** Begin Dataset content **
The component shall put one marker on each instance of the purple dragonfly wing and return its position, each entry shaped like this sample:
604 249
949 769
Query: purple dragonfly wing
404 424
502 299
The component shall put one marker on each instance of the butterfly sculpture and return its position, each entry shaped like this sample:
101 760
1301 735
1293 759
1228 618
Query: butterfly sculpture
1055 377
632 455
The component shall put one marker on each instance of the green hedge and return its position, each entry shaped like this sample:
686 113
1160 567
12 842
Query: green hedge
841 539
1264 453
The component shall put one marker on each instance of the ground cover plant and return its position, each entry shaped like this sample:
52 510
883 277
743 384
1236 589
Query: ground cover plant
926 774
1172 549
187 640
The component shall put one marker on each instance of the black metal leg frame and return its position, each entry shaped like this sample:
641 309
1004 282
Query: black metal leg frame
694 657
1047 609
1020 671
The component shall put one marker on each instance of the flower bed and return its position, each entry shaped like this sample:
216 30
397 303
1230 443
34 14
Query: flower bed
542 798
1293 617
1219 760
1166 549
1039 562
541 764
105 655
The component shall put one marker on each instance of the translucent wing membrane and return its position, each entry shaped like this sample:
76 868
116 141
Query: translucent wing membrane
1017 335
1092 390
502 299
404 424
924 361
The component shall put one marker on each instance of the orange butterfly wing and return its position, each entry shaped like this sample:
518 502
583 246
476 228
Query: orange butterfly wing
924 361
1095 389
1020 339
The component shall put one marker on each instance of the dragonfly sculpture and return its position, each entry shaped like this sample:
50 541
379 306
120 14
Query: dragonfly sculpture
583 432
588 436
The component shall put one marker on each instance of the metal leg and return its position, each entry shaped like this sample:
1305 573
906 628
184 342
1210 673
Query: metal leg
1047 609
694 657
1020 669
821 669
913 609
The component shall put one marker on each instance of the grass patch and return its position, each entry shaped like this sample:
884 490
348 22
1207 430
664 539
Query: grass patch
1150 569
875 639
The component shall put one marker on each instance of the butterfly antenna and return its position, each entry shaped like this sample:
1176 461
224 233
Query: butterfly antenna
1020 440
** End Dataset content **
#### Exercise objective
Rewrite the entire listing above, changing every occurrence of "component" to "module" and leaving everything else unchanged.

#### Full solution
The module shall put one marker on each instance of the purple dragonfly wing and return its position, each entry shaped like this sample:
604 249
949 769
Query: purple dragonfly wing
404 424
502 299
The module shall put one marker on each instance of the butterfly sculpture and return its position, each entry shaped like this sample:
101 760
1301 735
1293 759
1228 618
Query: butterfly sculpture
1055 377
632 455
The module shall put one marker on each instance of the green hedge and return its position, each entry shaped like this sample:
686 113
1160 567
12 842
Query: green hedge
841 539
1264 453
The module shall put one marker on each instance of the ground cover plant and return its position, each entry shaped like this sample:
52 510
883 277
743 384
1236 589
Query: ground cover plant
926 774
1172 549
187 640
The module shall put one marker on each instance of the black metal leg frame and return its position, each entry shaped like this sample:
641 309
1004 282
Query: black metal leg frame
694 657
1047 609
1020 671
The module shall put one marker on each instance of the flower bed and return its position, each entry shaped like this sample:
216 30
397 303
1230 443
34 14
Query: flower bed
542 798
1293 617
1219 760
1166 549
1039 562
541 764
105 655
The module shall put one marker on each instance of the translucent wing membrane and return its position, each entry shaped like this sample:
76 868
116 141
Query: translucent wing membrane
1017 335
1092 390
502 299
404 424
924 361
The module shall put one marker on each instance of the orange butterfly wing and return its position, each entry shaped like this sample:
518 502
583 246
476 228
Query: orange butterfly wing
924 361
1095 389
1020 339
The module shall put one marker on each instance of the dragonfly sculpture and return its position, each entry shaped like this sample:
50 541
379 306
120 14
Query: dragonfly sculpture
583 432
588 436
The module shall put one marker on each instance of the metal leg and return its position, each entry shaped like this sample:
1305 573
906 628
184 342
1210 673
Query: metal leg
1047 609
694 657
1020 669
821 669
913 609
The module shall put one marker on each instance of the grass patch and return its position, each entry shaped like this sample:
884 490
348 22
1207 430
664 539
Query: grass patch
1150 569
875 639
The module shall put one marker on each instance of the butterfly antenna and return its position, each entry shaped like this sample:
1176 461
224 233
Query: butterfly antenna
1020 440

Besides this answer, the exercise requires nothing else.